T. Raumschmiere
w/Jerry Abstract, Foscil

Sun Oct 2, Chop Suey,

$10, 8 pm, 21+.

Marco Haas wants you to understand he aims to blow people away—with volume.

Visit t.raumschmiere.com—the website of the Berlin-based producer's alter ego, T. Raumschmiere—and side click "The Game." Quickly your keyboard mobilizes a single-minded, pivoting tank in a mutated Space Invaders scenario. With a megaphone barrel, this armed vehicle aims at an advancing cascade of ears.

This same tank appears on the inner booklet to T. Raumschmiere's recently released, fourth full-length, Blitzkrieg Pop, while on the "Blitzkrieg Pop" single, a variation—a rifle with a megaphone grafted atop—is displayed prominently. This mecho-pugilist menace fits the technofistfetish grind of T. Raumschmiere's music and reminds listeners that Haas is gunning for you.

"You could say my images warn I will fuck with people's heads," says Haas by phone from Berlin. "This is why also I am known for skulls. I have the skull on my albums... I will always have something with a skull on it on my body.

"The skull is global, the most 'anti' symbol you can have, more than even the fuck-you finger," continues Haas. "It says this will not be elevator music."

Indeed, Haas's music may be a downward spiral to some, as from the first throttling track—"Sick Like Me," with a tightly orchestrated, tautly constricted rhythm reminiscent of Trent Reznor's caustic "Wish"—it actively instigates the descent. Mostly Haas has left behind the gnarled, glam shuffle of the German schaffle beat (most associated with Cologne's Kompakt Records, distributors to Haas's Shitkatapult Records).

While "All Systems Go" hints at Haas's past in techno epics, the throb and corroded trill of "Diving in Whiskey" (featuring Berlin-based BPitch Control labelhead Ellen Allien) and "A Very Loud Lullaby" (featuring Sandra Nasic) have a much more resolute stomp, unremittingly advancing while trailing abraded arcs of steely synth filings. Blitzkrieg Pop is 13 concussive canisters of bottled sparks, and from the title to some gnashing 69 Psalms–era Ministry hints, it's intended to declare war on mediocre, American Idol–style pop.

"People need to be forced awake," says Haas. "My intention when I make music is not to entertain in a way people can sit back and relax, because they can do that anywhere else."

Yet Blitzkrieg Pop is also Haas's most melodic collection of encapsulated indignation to date, made with less pricks, crackles, and dissonance. Haas has committed to unfurling analogue ambiance as much as he has to jamming serrated synths atop the mix. German production has increasingly embraced a recombinant culture, coming from a generation rebuilding broken homes within patchwork cities through hybrid technology. And, among other things, Blitzkrieg Pop is a tad more hook-based to carry Haas's answer to and assault on the German political climate to a (slightly) wider audience.

Collected material:
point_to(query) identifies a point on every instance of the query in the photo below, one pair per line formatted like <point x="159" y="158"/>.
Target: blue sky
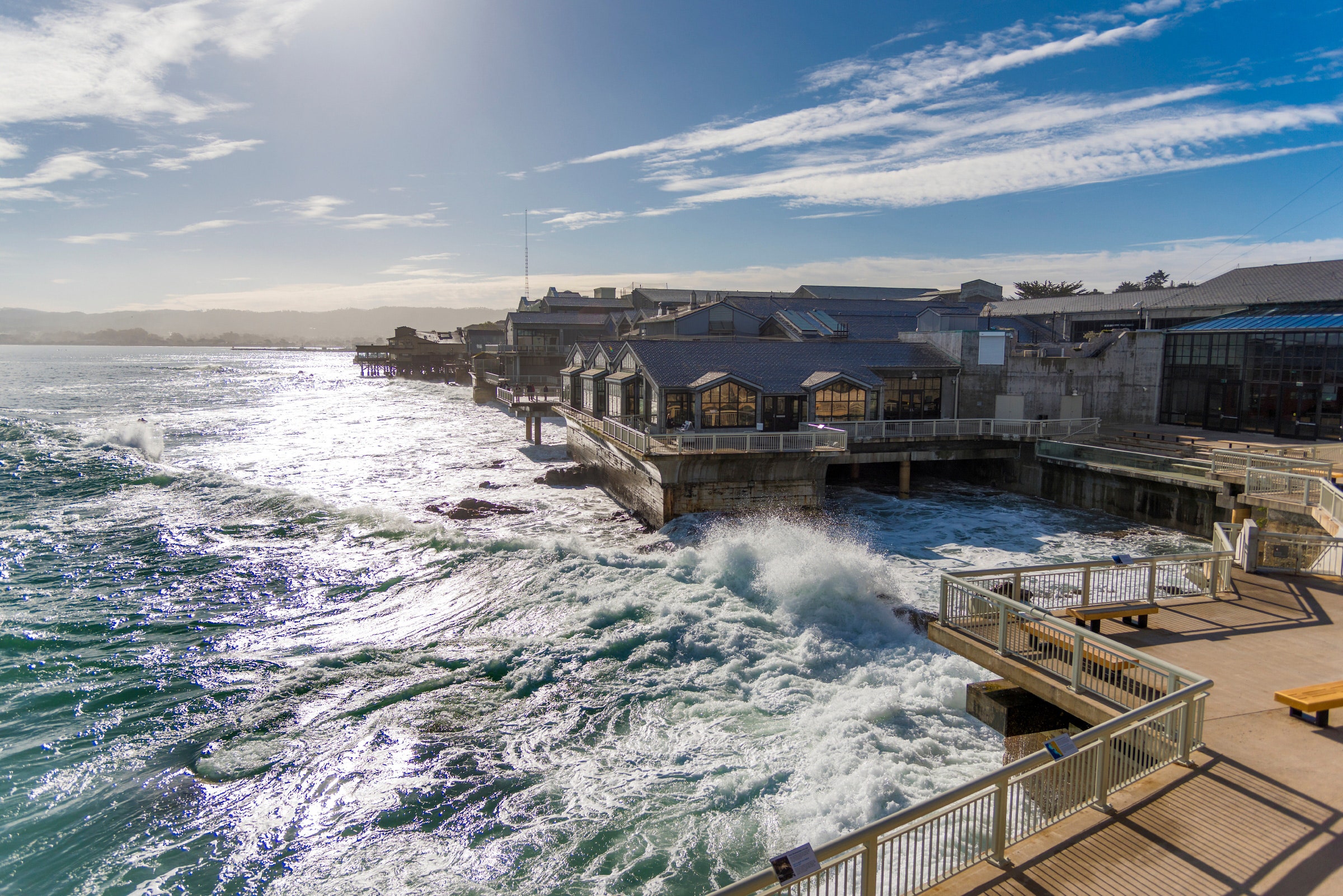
<point x="337" y="153"/>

Instructions:
**a)** In the T. Raumschmiere article, which singer is featured on "A Very Loud Lullaby"?
**b)** Please give the T. Raumschmiere article again, swapping "menace" for "threat"; begin at the words "This same tank" and stop after "gunning for you.".

Answers by task:
**a)** Sandra Nasic

**b)**
This same tank appears on the inner booklet to T. Raumschmiere's recently released, fourth full-length, Blitzkrieg Pop, while on the "Blitzkrieg Pop" single, a variation—a rifle with a megaphone grafted atop—is displayed prominently. This mecho-pugilist threat fits the technofistfetish grind of T. Raumschmiere's music and reminds listeners that Haas is gunning for you.